> _EXERCISE DIRECTIONS_
Render every one of the records below as a numbered list, omitting blank lines and leaving the pictures out of your answer.

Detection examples
==================================================

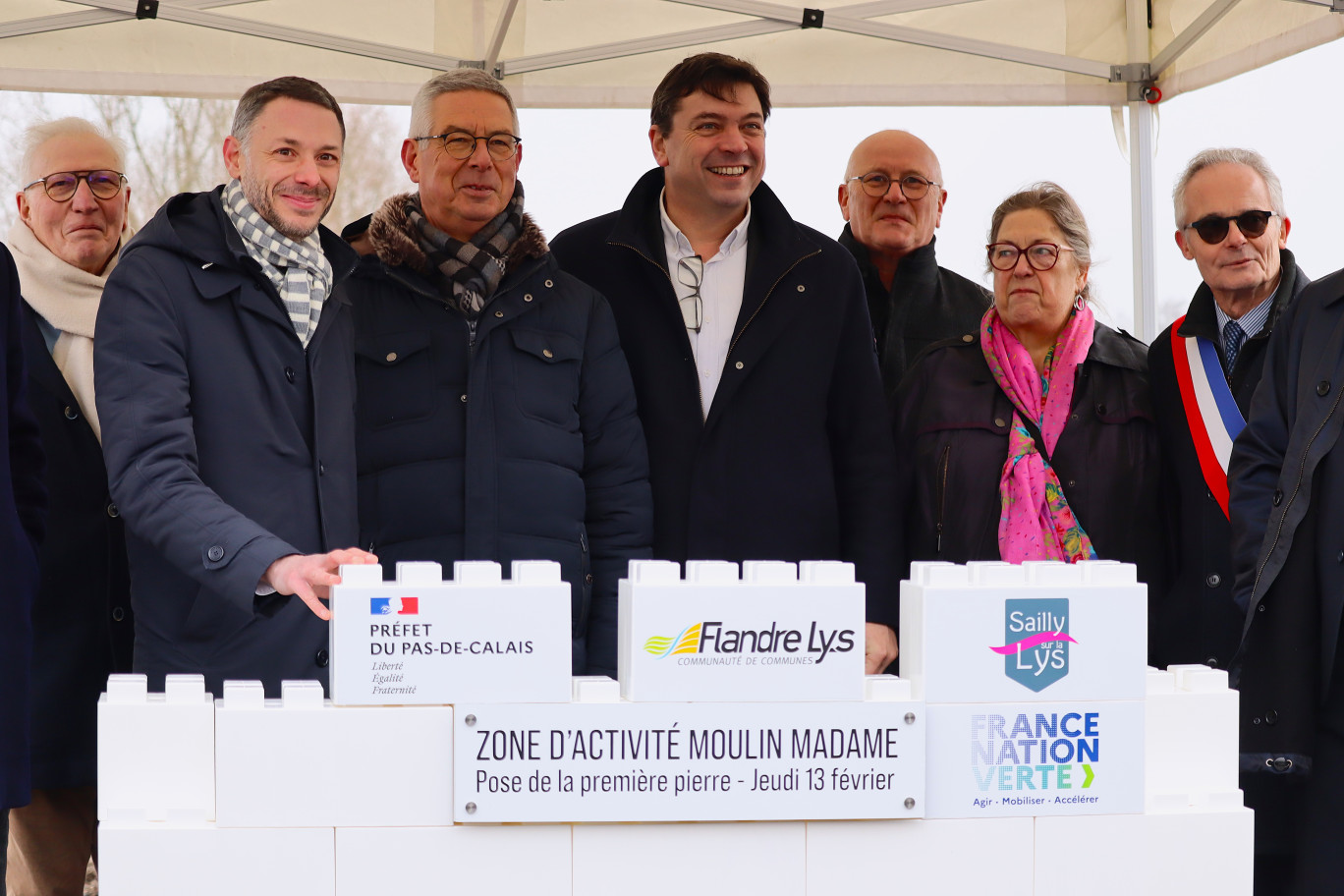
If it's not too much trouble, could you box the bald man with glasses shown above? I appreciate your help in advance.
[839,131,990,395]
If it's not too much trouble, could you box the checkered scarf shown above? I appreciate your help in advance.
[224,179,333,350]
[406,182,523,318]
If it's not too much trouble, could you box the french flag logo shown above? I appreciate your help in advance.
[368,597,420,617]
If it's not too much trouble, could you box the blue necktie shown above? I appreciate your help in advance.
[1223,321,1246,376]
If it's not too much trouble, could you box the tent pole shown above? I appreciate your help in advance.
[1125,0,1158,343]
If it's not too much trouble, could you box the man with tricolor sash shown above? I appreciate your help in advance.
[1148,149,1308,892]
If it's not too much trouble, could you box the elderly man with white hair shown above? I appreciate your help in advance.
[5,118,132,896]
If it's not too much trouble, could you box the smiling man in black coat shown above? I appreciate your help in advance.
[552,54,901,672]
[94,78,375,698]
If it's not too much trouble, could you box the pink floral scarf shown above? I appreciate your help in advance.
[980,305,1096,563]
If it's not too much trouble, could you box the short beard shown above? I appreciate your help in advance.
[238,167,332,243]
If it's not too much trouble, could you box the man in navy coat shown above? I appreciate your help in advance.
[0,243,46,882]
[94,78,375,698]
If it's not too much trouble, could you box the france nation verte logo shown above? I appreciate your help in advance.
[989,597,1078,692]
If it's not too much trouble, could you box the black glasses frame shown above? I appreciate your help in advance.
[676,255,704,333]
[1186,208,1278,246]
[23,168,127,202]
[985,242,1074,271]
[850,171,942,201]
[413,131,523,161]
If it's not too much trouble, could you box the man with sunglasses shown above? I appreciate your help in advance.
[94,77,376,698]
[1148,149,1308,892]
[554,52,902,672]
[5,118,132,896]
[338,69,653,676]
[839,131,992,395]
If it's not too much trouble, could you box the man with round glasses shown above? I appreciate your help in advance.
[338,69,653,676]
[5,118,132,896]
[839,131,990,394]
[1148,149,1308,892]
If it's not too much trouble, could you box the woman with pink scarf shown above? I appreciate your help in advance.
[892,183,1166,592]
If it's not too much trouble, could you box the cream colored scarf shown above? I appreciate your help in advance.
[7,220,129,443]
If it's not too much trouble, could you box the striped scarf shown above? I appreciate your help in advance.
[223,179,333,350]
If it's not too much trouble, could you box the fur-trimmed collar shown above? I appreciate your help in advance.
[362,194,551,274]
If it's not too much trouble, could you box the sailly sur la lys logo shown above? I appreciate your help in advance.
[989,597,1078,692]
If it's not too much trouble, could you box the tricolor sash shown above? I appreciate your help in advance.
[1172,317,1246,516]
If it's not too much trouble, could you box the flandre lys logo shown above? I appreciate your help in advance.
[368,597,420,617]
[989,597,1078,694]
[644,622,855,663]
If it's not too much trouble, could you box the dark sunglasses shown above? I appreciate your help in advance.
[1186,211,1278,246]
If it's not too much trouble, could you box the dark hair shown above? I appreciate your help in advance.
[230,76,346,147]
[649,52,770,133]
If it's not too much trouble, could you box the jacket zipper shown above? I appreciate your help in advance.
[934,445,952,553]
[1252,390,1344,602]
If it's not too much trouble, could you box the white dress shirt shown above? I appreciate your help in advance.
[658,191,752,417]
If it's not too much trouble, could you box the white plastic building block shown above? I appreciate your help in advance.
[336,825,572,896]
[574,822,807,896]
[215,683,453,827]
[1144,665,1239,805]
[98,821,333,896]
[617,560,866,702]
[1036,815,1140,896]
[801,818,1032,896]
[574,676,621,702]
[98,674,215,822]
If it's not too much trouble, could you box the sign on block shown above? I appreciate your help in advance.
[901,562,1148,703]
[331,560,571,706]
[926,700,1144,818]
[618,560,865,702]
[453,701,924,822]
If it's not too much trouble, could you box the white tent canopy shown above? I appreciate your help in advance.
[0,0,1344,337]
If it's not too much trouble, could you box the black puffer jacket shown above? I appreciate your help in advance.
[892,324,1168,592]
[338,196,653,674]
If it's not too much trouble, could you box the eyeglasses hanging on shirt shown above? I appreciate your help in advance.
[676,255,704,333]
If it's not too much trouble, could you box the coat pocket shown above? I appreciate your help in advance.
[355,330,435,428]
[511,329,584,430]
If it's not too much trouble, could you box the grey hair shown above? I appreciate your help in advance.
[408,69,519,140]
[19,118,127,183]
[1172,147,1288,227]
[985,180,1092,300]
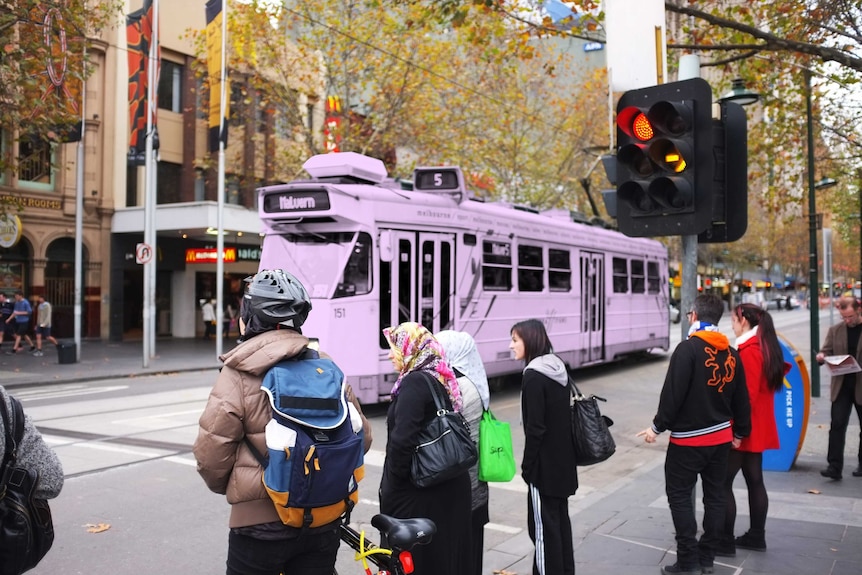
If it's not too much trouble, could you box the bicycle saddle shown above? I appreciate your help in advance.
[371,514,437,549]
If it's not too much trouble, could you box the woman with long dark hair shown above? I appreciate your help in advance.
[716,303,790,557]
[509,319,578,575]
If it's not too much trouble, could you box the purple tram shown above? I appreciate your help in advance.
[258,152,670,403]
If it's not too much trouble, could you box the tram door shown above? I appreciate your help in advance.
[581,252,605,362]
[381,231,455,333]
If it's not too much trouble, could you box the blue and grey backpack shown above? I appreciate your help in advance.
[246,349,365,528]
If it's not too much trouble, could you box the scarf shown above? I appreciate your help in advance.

==================================================

> _ANSWER IN FULL_
1. If it's not too much trouble, could you box the bald man with glasses shown above? I appreciate your help in advance.
2. [839,131,990,395]
3. If it's not too much trouble, could you box the checkered scarf shown above? I appreciate your help in advance.
4. [224,179,333,350]
5. [406,182,523,318]
6. If it's not too much trouble, could you box the french flag logo shown above? I appreciate your help in advance.
7. [368,597,420,617]
8. If it's not too much trouble, could you box the blue necktie shown above? I appreciate your help in advance.
9. [1223,321,1246,376]
10. If it's not too much trouble, could you box the tent pole shown above? I appreciate your help in advance.
11. [1125,0,1158,343]
12. If it's not too much trouble, could you box the man with tricolor sash shown above? I appreciate your help in advance.
13. [1148,149,1308,892]
14. If it's not too much trouble, could you box the elderly man with white hair shown above? I appreciate your help in advance.
15. [5,118,132,896]
16. If it's not too much trouble, could you box the smiling man in black coat shown above? I appreciate your help in advance.
17. [552,54,901,672]
18. [94,78,375,698]
19. If it's not too much trouble, could you box the pink floral scarf shown above? I appreciate your help in advance.
20. [980,305,1096,563]
21. If it's not too much trouble, could you box the short beard shown above? I appreciate your help in advance.
22. [238,167,332,243]
23. If it's not too much trouble, could you box the man in navy coat shown above? I appreciate your help in advance.
24. [0,243,46,882]
25. [94,78,375,698]
26. If it's not too much trouble, could you box the france nation verte logo shown above? I appreciate your help in advance.
27. [989,597,1078,692]
28. If it's not too much trouble, could you box the black glasses frame shown above? I appreciate your help in advance.
29. [676,255,704,333]
30. [1186,208,1278,246]
31. [23,168,127,202]
32. [985,242,1074,271]
33. [850,171,942,201]
34. [413,131,523,161]
35. If it's not too much trouble, could you box the man with sunglasses shown above? I appreciate your help in advance.
36. [94,77,376,698]
37. [1148,149,1308,892]
38. [554,52,902,672]
39. [5,118,132,896]
40. [338,69,653,676]
41. [839,131,992,395]
42. If it's not too much trouble, could you box the man with round glasses shown above? I appreciate your help in advance.
43. [338,69,653,676]
44. [5,118,132,896]
45. [839,131,990,394]
46. [1148,149,1308,892]
47. If it's not too much trouble, could you box the woman with pink scarf shown above? I appreciate your help in advance.
48. [892,183,1166,592]
49. If it's not too much trouble, could you box the cream colored scarf shown above? I appreciate your help in advance.
50. [7,220,129,443]
51. If it's not too much trouble, could you box the striped scarf shown above? I appreciate your help in advance.
52. [223,179,333,350]
53. If it's not too much trouble, could you box the fur-trimmed collar shown above? I appreciate your help in advance.
54. [362,194,551,274]
55. If it's not too much trouble, could you box the sailly sur la lys logo shown above? I appreciate your help in advance.
56. [989,597,1078,692]
57. If it's not too much trouble, could you box the tricolor sash shown above? I appreciate your help in advance.
58. [1172,317,1246,516]
59. If it's not too much trouble, could you box the flandre lys logo shown above? I appreciate your help in advance.
60. [368,597,420,617]
61. [989,597,1078,694]
62. [644,622,855,663]
63. If it's not too much trouble, could you box the dark sunglasses shown above? I appreciate your help in advance.
64. [1186,211,1278,246]
65. If it's not too much trouble, could you box the dark hair shown above? I appreciate your help in advance.
66. [230,76,346,147]
67. [649,52,770,133]
68. If it's not too much trouble, could you box the jacket zipper shown above? I appreciate your help in advance.
69. [934,445,952,553]
70. [1252,390,1344,602]
71. If it's not too much trouble, could you box the white dress shirt shown above? I appreciate your help in advance.
72. [658,191,752,417]
73. If it's not too much trouble, could you box the white plastic building block shown above? I appreciate your help in advance.
74. [336,825,572,896]
75. [574,822,807,896]
76. [215,683,453,827]
77. [1144,665,1239,805]
78. [98,821,333,896]
79. [617,560,866,702]
80. [1036,815,1140,896]
81. [801,818,1032,896]
82. [574,676,621,702]
83. [98,674,215,822]
84. If it's not too much trouble, could you box the sign on block shown above? I appreciate your help in advance.
85. [901,562,1148,703]
86. [331,560,571,706]
87. [926,700,1144,818]
88. [618,560,865,702]
89. [453,701,924,822]
90. If it's not too much trouble, could you box the white tent canopy shown above? I appreciate your help in advance.
91. [0,0,1344,337]
92. If it's not too much trouble, could you box the black puffer jacket shown above? I appreciate your help in advance.
93. [892,324,1168,592]
94. [338,196,653,674]
95. If it's not too much trouble, could you box the eyeglasses hanging on shirt shown above? I appreciate your help in advance.
96. [676,255,704,333]
97. If it's not too much trouble, could you box the coat pocket shown above? I appreciate your help in advance.
98. [355,330,435,428]
99. [511,329,584,430]
100. If it's not too much trouble, could you box the grey hair shown above? I appreciate your help in advance.
101. [408,69,519,140]
102. [19,118,127,183]
103. [1172,147,1288,227]
104. [985,180,1092,300]
105. If it's not too much trouble, could you box the bicycle saddle shown above? I appreciate your help in advance.
106. [371,514,437,549]
107. If it's not too much trouble, could you box the woman with long dark hair shown above? I appreciate your help in advance.
108. [716,303,790,557]
109. [509,319,578,575]
110. If it's not too much trouble, could you box the purple tram shown above? I appreciate your help in advance.
111. [258,152,670,403]
112. If it's not too much trouble, could you box the tram door shown above? I appreciate your help in advance.
113. [581,252,605,362]
114. [381,231,455,333]
115. If it's not too much trouble, could you box the blue and grey backpack shown above? I appreciate your help in advance.
116. [246,349,365,528]
117. If it's not too much trouble, could you box the scarf shown above? I appreciate your help in advance.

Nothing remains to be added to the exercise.